**DIRECTION:**
Transcribe the TPC-H Q7 text below from "and l_shipdate between" up to and including "and lineitem table.".

**EXCERPTED PASSAGE:**
· · ·

Performance Optimization Exercises Using TPC-H – Q7
Ⅰ SQL code and analysis
Below is the SQL query statement:
select
supp_nation,
cust_nation,
l_year,
sum(volume) as revenue
from
(
select
n1.n_name as supp_nation,
n2.n_name as cust_nation,
extract(year from l_shipdate) as l_year,
l_extendedprice * (1 - l_discount) as volume
from
supplier,
lineitem,
orders,
customer,
nation n1,
nation n2
where
s_suppkey = l_suppkey
and o_orderkey = l_orderkey
and c_custkey = o_custkey
and s_nationkey = n1.n_nationkey
and c_nationkey = n2.n_nationkey
and (
(n1.n_name = 'CHINA' and n2.n_name = 'RUSSIA')
or (n1.n_name = 'RUSSIA' and n2.n_name = 'CHINA')
)
and l_shipdate between date '1995-01-01' and date '1996-12-31'
) shipping
group by
supp_nation,
cust_nation,
l_year
order by
supp_nation,
cust_nation,
l_year;
This is a grouping & aggregation operation on the filtered result set of multi-table association that contains a primary-sub table association between orders table and lineitem table.
Ⅱ SPL solution
The working principle is similar to that in Q5.

· · ·

(Coordinate annotation entries)
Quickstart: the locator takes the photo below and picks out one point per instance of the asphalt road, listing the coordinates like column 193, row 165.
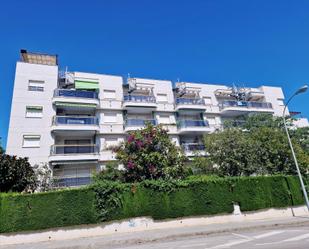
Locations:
column 282, row 238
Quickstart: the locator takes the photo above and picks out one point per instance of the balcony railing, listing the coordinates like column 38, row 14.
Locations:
column 77, row 120
column 188, row 101
column 193, row 146
column 75, row 94
column 139, row 99
column 245, row 104
column 192, row 123
column 140, row 122
column 74, row 149
column 71, row 182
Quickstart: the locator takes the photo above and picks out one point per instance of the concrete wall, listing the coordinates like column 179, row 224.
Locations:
column 19, row 124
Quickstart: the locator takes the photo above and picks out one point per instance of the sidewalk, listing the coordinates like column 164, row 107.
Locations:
column 166, row 230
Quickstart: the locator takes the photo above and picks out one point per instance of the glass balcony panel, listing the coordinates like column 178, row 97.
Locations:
column 140, row 122
column 247, row 104
column 139, row 98
column 192, row 123
column 63, row 120
column 188, row 101
column 75, row 94
column 193, row 146
column 71, row 182
column 74, row 149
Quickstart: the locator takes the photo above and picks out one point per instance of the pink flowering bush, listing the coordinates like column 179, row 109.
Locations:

· · ·

**RESULT:**
and l_shipdate between date '1995-01-01' and date '1996-12-31'
) shipping
group by
supp_nation,
cust_nation,
l_year
order by
supp_nation,
cust_nation,
l_year;
This is a grouping & aggregation operation on the filtered result set of multi-table association that contains a primary-sub table association between orders table and lineitem table.